Interview with Author, Lauren Willig (part 2)

Future writer

Q. What’s your best advice to other writers for overcoming procrastination?

LW. There’s something to be said for the famous Nora Roberts dictum: “butt in chair”. But I do believe there’s something to be said for productive procrastination. Are you procrastinating because you just don’t wanna? (Trust me, there are days when all of just don’t wanna.) Or are you procrastinating because there’s something wrong with the story and your subconscious mind needs some time to worry away at it? What I usually do is try to power through (aka butt in chair, coffee in hand), but if powering through doesn’t get me anywhere, then it probably means that there’s something fundamentally off and the best possible thing I can do is go browse through the clearance racks at T.J. Maxx, call my college roommate, or buy pumpkin themed goodies at Trader Joe’s. Giving yourself license to not think about the book and do something else entirely can give you the room to make sense of what’s not working. I’ll be on the Trader Joe’s checkout line or a in a dressing room and have that “aha!” moment when I’ll realize that the reason I’ve been stuck for a week is because I have the scene in the wrong viewpoint, or the scene doesn’t need to exist, or I’m trying to shoehorn my characters into doing something that works for the plot but isn’t true to their character. So… procrastination ain’t all bad. Just watch out for the just don’t wannas.

Q. Where/when do you first discover your characters?

LW. Baroness Orczy, the writer of The Scarlet Pimpernel, said that Sir Percy Blakeney walked up to her one day at a London Tube stop. I’ve never had a character accost me on the subway, but they do tend to pop up in all sorts of strange places. Generally, mine jump out at me from whatever historical source I’m reading. For example, my upcoming book, Band of Sisters, came about because I was researching Christmas customs in Picardy during World War I (for a different book) and stumbled on a memoir by a Smith alum, talking about throwing Christmas parties for French villagers in the Somme in 1917. I thought “what on earth is a group of Smithies doing on the front lines in World War I?” And that was that.

Q. What first inspired you to write?

DATA
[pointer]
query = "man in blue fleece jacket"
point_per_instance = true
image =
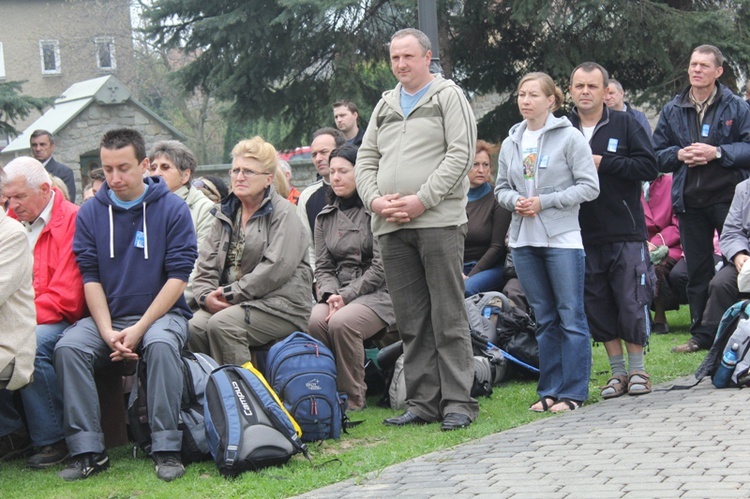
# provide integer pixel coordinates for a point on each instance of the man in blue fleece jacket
(135, 246)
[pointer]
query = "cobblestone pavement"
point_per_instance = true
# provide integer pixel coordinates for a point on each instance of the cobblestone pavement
(678, 443)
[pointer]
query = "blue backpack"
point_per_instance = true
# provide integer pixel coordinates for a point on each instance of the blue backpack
(302, 370)
(247, 426)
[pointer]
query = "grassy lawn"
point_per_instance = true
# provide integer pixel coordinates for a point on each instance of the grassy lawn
(368, 447)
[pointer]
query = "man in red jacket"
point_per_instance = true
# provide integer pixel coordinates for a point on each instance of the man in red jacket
(58, 288)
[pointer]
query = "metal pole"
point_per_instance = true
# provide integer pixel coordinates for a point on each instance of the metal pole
(427, 13)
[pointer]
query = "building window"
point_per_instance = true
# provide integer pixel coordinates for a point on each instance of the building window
(49, 51)
(2, 62)
(105, 54)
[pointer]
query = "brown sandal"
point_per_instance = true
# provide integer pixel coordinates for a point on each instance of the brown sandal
(639, 383)
(615, 387)
(546, 402)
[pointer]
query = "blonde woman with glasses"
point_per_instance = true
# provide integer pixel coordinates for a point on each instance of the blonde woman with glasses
(254, 278)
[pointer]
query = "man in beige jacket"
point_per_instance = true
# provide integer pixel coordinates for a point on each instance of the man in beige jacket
(412, 174)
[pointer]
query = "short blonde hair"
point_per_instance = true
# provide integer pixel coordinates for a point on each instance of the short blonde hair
(548, 87)
(257, 149)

TASK TO COMPLETE
Write the next part of the Lauren Willig interview, picking up after its final question. None of the lines are needed for this.

EXERCISE RESULT
LW. I was six years old. As I saw it at the time, my choices were ballerina, princess, or novelist, but since I can’t dance to save my life and no-one was considerate enough to offer me a hereditary principality, I was really left with no other option but to focus on fiction. So I told my first grade classmates I was going to write books. And I did. I was rather disappointed when my first novel was rejected by Simon and Schuster when I was nine, but I stuck the manuscript in a drawer and kept on at it.

Q. What comes first to you? The Characters or the Situation?

LW. A little from Column A… a little from Column B…. It’s the old chicken and egg question. For me, the two tend to be bound up together. The characters are shaped by the situation and the situation is formed by the characters. I write historical fiction, so there’s the added layer of characters being shaped by their times.

Q. Do you ‘get lost’ in your writing?

LW. I read recently about a state called “flow”, where there is nothing but you and the task. And that pretty much sums it up. On a good day, the world around me falls away and there’s nothing but me and the characters. I come to at some point to realize that hours have passed and my coffee’s all gone. Those are the best sort of writing days (aside from the whole disappearing coffee bit).

Q. Are you working on something now? If so tell us about it.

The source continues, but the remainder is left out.